● **To do**
(1) Translate this sentence from the passage on geo-information applications below into Spanish: "Geo-information technology is an excellent aid in solving a great variety of Earth-related problems."
(2) For each statement, answer yes or no according to the passage on geo-information applications below, and quote the words that decide it. (a) The regional network set up by the Asian Disaster Preparedness Center involves 26 countries. (b) A single geo-data type can provide the optimal solution for most problems. (c) Developing countries account for 95% of all fatal casualties from natural disasters.

The previous chapters have clearly demonstrated that numerous types of massive amounts of geo-data have become and continue to become available for researchers and practitioners. Geo-information technology is an excellent aid in solving a great variety of Earth-related problems. However, all users of geo-data will agree that no single geo-data type can provide the optimal solution for a research-related, development-related or some other problem. This chapter will demonstrate that most applications require fusion of data stemming from multiple geo-data sources. Specifically, this chapter focuses on the following fields of application: urban planning, reconstruction of heritage sites, vulnerability assessment of urban areas, biodiversity, forest biomass mapping and optimal placing of solar panels on roofs. The next three chapters will treat in greater detail use of geo-information in the fields of census taking, disaster management and land administration.

Accurate, reliable, detailed and up-to-date data on where and how a country’s population lives, its age structure, sex ratio, internal migration, condition of health, level of employment, and level of literacy is essential for planning, policy intervention and monitoring of development goals. Such demographic data are fundamental and key for determining location, type and size of schools, hospitals and factories, and future numbers of teachers and medical doctors. It is also vital for the planning and construction of roads, railways, bridges, ports and so on. The most appropriate procedure to acquire data about the population of a country and how they is by performing a population and housing census is because of its great relevance to the economic, political and socio-cultural planning of a country as well as its essential role in public administration, understanding and planning socio-economic developments, and supporting public and private activities census taking has been promoted internationally since the end of the nineteenth century, when the International Statistical Congress recommended that all countries in the world conduct them (United Nations, 2008).

Natural disasters – floods, drought, hurricanes, landslides, earthquakes, tsunamis and volcano eruptions – increasingly cause casualties and damages to infrastructure and property. In addition to huge suffering, the economies of many countries, especially the developing ones, where 95% of all fatal casualties from natural disaster occur, get severely affected as a disaster strikes the region. The role of geo-information technology to support risk and disaster management has been convincingly demonstrated and there is no doubt about its importance (Zlatanova and Fabbri, 2009). The number of geo-information technologies that can support risk and disaster is steadily growing, particularly in developing countries. For example, the Asian Disaster Preparedness Center, Bangkok, Thailand, operational for over 20 years, established a regional network – involving 26 countries – of stations for capturing data for signalising multiple types of hazards.

Land administration is about registering land rights not only to secure these rights for the well-being of individual owners but also to support good governance and sustainable development and to eradicate poverty in developing countries (Williamson et al., 2010). How to register relationships between land and people? What is the value of land and what is its use? Who has what rights on which land? These are some of the questions related to land administration and to maintain land-administration systems or, in many countries, to set these up. Land administration is a millennium old activity aimed at securing land rights and stimulating good land management, an activity that also is increasingly receiving revived (academic) attention since the United Nations and other worldwide political organisations have recognised land administration as an important means in the combat against poverty (see Section 15.20).

● **Source information**
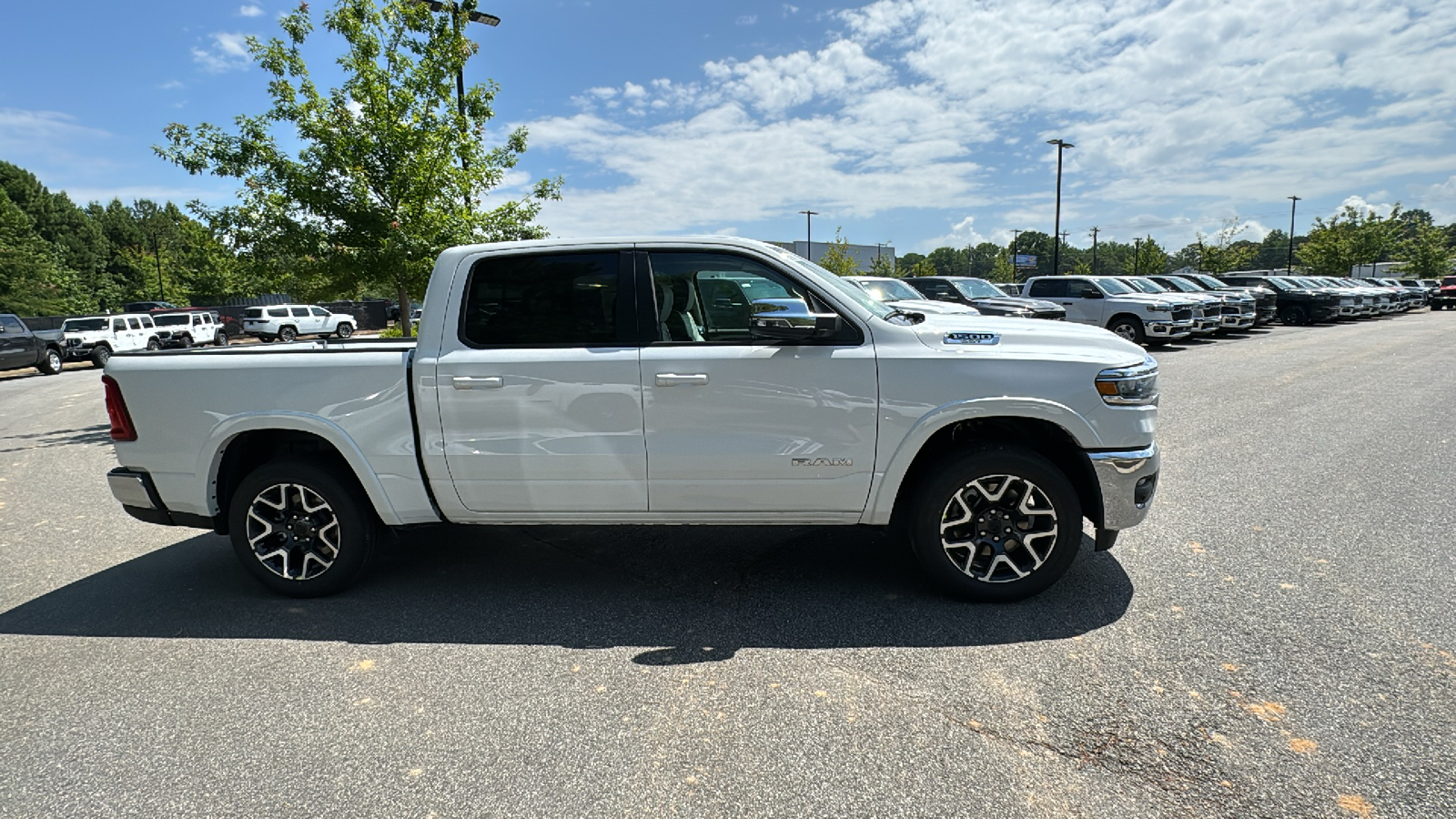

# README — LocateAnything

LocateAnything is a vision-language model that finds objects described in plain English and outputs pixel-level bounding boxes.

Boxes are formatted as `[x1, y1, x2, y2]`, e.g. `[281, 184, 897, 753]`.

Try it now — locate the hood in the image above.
[973, 296, 1066, 313]
[884, 298, 981, 317]
[915, 315, 1148, 368]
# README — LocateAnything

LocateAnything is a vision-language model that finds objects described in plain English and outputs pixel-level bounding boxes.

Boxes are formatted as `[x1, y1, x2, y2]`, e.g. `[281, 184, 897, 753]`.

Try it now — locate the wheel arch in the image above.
[862, 398, 1102, 525]
[197, 415, 399, 533]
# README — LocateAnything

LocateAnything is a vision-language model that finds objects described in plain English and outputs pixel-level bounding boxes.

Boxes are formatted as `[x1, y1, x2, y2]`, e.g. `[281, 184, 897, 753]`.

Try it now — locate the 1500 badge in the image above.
[945, 332, 1000, 344]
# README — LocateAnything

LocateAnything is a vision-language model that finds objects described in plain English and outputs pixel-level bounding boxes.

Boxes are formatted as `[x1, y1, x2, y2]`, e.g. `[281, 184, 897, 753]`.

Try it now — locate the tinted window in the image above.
[460, 252, 622, 347]
[905, 281, 956, 298]
[651, 252, 850, 338]
[1026, 278, 1080, 298]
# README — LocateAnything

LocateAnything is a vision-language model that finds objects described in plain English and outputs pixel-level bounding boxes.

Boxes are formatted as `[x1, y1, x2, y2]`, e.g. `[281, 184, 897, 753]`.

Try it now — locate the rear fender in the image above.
[194, 411, 400, 526]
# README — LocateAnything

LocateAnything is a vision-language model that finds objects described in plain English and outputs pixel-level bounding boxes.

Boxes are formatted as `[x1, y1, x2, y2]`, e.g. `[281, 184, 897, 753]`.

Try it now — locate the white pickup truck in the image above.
[102, 236, 1159, 601]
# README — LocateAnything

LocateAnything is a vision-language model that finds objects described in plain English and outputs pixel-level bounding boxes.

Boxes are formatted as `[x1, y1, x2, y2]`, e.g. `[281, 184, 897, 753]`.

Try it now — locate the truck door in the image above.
[636, 250, 878, 519]
[431, 249, 646, 513]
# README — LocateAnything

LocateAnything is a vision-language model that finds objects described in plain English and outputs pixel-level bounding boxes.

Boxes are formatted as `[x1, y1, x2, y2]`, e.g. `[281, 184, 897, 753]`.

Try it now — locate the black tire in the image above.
[228, 460, 380, 598]
[903, 444, 1082, 603]
[1107, 315, 1148, 344]
[35, 347, 66, 376]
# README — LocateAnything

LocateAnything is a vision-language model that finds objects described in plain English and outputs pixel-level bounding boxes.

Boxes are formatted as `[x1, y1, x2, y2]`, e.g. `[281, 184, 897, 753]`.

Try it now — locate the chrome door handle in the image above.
[450, 376, 505, 389]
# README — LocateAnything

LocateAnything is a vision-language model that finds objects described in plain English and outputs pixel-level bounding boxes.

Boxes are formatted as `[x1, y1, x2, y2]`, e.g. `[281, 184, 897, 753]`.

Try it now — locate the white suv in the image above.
[243, 305, 354, 342]
[61, 313, 162, 368]
[151, 310, 228, 349]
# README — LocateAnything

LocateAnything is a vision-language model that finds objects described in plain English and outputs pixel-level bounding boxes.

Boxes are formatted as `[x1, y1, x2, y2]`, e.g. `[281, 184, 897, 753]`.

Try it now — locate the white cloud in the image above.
[515, 0, 1456, 247]
[915, 216, 986, 254]
[192, 32, 252, 75]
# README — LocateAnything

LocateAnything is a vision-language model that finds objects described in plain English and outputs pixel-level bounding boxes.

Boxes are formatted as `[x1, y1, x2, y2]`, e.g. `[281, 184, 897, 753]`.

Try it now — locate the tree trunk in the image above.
[399, 287, 412, 339]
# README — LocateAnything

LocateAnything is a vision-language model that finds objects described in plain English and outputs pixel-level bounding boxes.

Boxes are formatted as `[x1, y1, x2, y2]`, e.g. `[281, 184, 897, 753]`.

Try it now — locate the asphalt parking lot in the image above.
[0, 310, 1456, 819]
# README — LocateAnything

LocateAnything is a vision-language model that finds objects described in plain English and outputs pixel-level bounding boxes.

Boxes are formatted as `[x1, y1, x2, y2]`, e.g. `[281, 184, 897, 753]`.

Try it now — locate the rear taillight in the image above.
[100, 376, 136, 440]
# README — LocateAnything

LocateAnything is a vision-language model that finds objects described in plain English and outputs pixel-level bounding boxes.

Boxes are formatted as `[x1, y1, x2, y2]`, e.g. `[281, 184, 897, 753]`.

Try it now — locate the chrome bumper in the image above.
[1087, 443, 1159, 532]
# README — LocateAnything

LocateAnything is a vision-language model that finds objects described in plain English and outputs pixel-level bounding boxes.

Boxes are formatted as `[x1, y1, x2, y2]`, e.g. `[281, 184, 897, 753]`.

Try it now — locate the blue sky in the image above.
[0, 0, 1456, 254]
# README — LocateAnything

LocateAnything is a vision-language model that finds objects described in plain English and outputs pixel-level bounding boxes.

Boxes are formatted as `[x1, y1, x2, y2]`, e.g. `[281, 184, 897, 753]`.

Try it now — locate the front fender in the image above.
[194, 411, 402, 526]
[861, 397, 1102, 526]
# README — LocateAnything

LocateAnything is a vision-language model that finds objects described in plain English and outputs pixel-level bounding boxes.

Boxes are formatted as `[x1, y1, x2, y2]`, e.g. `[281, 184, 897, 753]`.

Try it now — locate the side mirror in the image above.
[748, 298, 839, 341]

● **Answers**
(1) La tecnología de la geoinformación es una excelente ayuda para resolver una gran variedad de problemas relacionados con la Tierra.

(2)
(a) Yes: "established a regional network – involving 26 countries – of stations"
(b) No: "no single geo-data type can provide the optimal solution for a research-related, development-related or some other problem"
(c) Yes: "where 95% of all fatal casualties from natural disaster occur"